Copy the records word for word, from their first line down to and including the line that contains "(292, 244), (341, 264)".

## BEGIN Records for this exercise

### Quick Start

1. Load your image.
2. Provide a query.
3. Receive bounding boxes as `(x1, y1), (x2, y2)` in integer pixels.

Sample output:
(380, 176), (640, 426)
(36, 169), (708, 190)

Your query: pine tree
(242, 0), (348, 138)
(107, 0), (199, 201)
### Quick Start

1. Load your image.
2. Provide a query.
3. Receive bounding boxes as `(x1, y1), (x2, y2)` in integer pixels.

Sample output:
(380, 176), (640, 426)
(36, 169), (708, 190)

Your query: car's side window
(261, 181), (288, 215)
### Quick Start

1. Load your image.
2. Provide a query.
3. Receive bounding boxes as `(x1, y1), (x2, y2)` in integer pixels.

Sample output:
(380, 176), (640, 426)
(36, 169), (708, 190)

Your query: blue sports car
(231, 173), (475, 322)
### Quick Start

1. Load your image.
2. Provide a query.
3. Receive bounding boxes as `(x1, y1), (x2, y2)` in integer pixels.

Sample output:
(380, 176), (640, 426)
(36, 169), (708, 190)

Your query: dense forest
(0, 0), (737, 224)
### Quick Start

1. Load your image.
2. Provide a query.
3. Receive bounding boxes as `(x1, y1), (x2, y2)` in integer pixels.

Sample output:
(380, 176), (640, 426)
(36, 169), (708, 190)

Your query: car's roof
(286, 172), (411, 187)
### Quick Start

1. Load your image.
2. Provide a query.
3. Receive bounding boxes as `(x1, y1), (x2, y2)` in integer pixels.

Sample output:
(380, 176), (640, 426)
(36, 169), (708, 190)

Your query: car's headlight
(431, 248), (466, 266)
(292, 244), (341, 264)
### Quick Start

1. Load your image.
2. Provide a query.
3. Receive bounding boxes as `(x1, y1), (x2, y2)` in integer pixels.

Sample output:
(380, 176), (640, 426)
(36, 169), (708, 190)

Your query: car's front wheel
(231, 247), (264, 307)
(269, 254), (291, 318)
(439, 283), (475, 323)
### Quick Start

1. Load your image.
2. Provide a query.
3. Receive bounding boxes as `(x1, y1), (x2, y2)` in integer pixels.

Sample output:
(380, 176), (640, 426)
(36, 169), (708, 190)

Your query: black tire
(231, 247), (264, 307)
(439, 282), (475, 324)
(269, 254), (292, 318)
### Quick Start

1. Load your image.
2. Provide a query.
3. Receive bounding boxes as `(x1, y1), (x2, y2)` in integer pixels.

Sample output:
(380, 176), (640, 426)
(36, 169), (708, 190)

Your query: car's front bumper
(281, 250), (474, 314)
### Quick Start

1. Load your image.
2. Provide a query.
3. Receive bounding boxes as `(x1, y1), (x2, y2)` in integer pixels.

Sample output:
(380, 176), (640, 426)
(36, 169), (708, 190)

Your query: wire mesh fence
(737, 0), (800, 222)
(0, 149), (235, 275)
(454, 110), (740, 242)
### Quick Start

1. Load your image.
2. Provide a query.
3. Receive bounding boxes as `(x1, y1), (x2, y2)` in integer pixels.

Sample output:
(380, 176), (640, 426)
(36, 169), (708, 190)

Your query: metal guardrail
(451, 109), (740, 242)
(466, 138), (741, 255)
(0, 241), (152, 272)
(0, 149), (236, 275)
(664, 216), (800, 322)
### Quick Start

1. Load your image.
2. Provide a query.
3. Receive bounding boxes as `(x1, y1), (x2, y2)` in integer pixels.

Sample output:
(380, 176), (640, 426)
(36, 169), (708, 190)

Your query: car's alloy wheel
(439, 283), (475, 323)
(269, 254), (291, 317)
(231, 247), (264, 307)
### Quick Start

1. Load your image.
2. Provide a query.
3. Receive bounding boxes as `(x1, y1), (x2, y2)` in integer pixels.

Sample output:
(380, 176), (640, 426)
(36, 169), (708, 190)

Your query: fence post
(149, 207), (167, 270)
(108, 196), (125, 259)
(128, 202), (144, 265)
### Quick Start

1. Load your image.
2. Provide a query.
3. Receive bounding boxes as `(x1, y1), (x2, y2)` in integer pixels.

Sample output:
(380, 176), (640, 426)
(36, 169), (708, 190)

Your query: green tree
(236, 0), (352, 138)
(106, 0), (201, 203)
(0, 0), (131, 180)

## END Records for this exercise

▶ **Response to the task**:
### Quick Start

1. Load your image.
2. Provide a query.
3. Receive bounding boxes as `(x1, y1), (x2, y2)` in integer pixels.

Sample output:
(380, 176), (640, 426)
(36, 169), (708, 190)

Your query: pine tree
(242, 0), (348, 138)
(107, 0), (199, 201)
### Quick Start

1. Load your image.
2. Provide a query.
3. Receive bounding boxes as `(x1, y1), (x2, y2)` in integer pixels.

Sample output:
(380, 176), (640, 426)
(36, 169), (708, 190)

Your query: car's side window
(261, 181), (288, 215)
### Quick Start

1. Load your image.
2. Provide a query.
3. Receive bounding boxes as `(x1, y1), (x2, y2)` in integer pixels.

Sample output:
(380, 176), (640, 426)
(36, 169), (708, 190)

Your query: blue sports car
(231, 173), (475, 322)
### Quick Start

1. Load your image.
2. Provide a query.
3. Receive bounding boxes as `(x1, y1), (x2, y2)` in integer pixels.

Sample output:
(380, 176), (640, 426)
(36, 169), (708, 190)

Your query: dense forest
(0, 0), (737, 224)
### Quick Start

1. Load your image.
2. Provide a query.
3. Receive bounding boxes as `(x1, y1), (x2, y2)` in integer pixels.

Sample output:
(380, 176), (640, 426)
(36, 169), (708, 190)

Your query: car's roof
(286, 172), (411, 187)
### Quick Start

1. Load your image.
2. Provide a query.
3. Receive bounding boxes as `(x1, y1), (x2, y2)` in integer pixels.

Sample output:
(380, 176), (640, 426)
(36, 169), (708, 190)

Your query: car's headlight
(431, 248), (466, 266)
(292, 244), (341, 264)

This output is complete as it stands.